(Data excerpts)
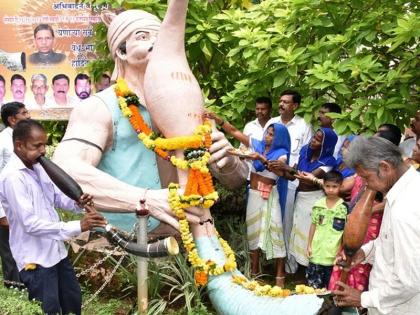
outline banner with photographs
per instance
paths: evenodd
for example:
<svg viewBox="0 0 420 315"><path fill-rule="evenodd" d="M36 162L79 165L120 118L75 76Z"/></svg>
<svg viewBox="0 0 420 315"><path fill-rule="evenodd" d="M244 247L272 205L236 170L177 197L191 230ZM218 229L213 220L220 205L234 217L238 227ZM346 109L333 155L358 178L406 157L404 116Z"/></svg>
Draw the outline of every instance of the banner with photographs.
<svg viewBox="0 0 420 315"><path fill-rule="evenodd" d="M89 97L83 68L95 58L93 27L106 8L74 0L1 1L0 104L68 109Z"/></svg>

> Task directions: With the first line being the one containing "162L79 165L120 118L75" and the last line the one containing "247L272 205L236 170L177", transcribe exactly the lines above that fall in that range.

> Expected output:
<svg viewBox="0 0 420 315"><path fill-rule="evenodd" d="M36 162L79 165L120 118L75 76Z"/></svg>
<svg viewBox="0 0 420 315"><path fill-rule="evenodd" d="M244 247L272 205L236 170L177 197L191 230ZM218 229L213 220L220 205L234 217L238 227ZM346 109L333 155L358 178L406 157L404 116Z"/></svg>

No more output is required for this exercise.